--- start Task material ---

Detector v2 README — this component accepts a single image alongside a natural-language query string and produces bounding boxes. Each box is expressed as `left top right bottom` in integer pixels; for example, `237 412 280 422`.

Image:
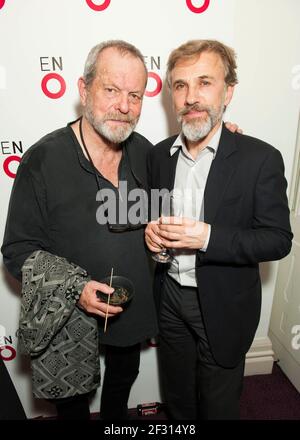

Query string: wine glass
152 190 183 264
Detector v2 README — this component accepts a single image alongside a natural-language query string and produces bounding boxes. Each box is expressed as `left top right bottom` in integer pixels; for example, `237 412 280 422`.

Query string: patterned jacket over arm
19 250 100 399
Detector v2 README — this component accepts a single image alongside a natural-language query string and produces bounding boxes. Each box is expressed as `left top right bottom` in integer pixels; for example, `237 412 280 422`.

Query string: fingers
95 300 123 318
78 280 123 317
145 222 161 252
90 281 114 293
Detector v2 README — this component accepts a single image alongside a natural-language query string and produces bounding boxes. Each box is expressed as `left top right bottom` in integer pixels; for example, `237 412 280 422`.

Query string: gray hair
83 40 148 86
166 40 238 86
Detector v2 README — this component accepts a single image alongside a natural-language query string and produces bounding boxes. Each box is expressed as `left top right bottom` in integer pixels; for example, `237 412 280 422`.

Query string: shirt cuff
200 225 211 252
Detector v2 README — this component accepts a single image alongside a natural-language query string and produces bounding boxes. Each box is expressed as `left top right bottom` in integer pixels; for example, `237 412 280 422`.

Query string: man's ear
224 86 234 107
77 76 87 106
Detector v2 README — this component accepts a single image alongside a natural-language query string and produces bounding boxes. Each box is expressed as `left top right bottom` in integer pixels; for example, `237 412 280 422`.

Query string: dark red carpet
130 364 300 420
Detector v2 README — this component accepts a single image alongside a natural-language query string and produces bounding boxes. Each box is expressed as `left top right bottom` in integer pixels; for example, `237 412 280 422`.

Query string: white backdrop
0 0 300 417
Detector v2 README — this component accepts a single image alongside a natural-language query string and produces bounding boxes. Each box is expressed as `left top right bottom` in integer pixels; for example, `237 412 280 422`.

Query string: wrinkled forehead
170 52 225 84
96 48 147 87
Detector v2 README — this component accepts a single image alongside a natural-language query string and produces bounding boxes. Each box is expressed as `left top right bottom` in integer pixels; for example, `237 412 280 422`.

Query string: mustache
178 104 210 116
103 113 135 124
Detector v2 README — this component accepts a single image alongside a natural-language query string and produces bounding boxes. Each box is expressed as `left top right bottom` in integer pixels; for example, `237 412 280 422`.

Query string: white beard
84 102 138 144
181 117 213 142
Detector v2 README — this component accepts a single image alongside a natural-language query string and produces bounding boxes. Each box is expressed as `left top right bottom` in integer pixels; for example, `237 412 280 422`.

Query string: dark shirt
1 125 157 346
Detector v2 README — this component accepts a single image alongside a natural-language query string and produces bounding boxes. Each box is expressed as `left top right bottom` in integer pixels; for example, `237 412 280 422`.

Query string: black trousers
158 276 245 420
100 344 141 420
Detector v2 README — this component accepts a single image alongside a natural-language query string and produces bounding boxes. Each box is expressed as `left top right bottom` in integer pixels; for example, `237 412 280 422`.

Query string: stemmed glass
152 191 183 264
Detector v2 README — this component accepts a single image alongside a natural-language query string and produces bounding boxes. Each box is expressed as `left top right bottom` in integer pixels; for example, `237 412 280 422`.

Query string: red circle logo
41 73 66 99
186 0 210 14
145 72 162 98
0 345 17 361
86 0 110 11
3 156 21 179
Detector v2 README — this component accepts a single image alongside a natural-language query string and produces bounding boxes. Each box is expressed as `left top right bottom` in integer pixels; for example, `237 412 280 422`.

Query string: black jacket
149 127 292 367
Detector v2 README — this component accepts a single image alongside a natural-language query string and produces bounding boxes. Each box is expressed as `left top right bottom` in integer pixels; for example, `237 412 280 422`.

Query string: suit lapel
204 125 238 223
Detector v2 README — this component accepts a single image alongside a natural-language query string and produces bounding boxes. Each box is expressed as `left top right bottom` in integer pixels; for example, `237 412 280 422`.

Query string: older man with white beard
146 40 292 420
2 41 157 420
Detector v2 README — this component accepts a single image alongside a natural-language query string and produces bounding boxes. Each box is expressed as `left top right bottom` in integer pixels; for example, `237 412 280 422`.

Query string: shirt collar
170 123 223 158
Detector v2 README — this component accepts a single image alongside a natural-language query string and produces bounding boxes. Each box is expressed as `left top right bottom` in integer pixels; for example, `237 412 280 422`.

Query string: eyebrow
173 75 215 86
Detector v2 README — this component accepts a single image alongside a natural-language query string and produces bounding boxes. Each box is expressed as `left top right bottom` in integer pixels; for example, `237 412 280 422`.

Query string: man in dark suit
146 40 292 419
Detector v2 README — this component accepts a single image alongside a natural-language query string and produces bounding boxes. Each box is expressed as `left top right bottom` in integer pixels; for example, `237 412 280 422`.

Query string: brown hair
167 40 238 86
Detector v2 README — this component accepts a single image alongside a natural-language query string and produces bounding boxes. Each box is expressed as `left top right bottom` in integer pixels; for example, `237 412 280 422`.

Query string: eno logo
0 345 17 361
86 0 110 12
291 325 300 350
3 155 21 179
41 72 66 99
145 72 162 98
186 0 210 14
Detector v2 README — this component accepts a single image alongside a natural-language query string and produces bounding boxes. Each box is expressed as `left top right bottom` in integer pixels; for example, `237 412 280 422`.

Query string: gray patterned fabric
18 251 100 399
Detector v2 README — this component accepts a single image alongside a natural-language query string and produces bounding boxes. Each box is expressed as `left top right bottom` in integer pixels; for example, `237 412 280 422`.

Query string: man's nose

--- end Task material ---

What you are asked to do
Starting at the first line of the items and stopping after the line that contains "152 190 183 264", reproduce every line, requests included, with the picture omitted. Multiply each bounding-box coordinate in the answers by 2.45 and round to whole numbers, with halves rounded up; leave the sample coordinates in the requests unchanged.

Solution
Detector v2 README — this component accepts a single image alongside a natural-language query string and produces bounding boxes. Each box is expressed as `left top right bottom` in integer pixels; for example, `237 412 280 422`.

Image:

Query string: wine glass
372 466 448 647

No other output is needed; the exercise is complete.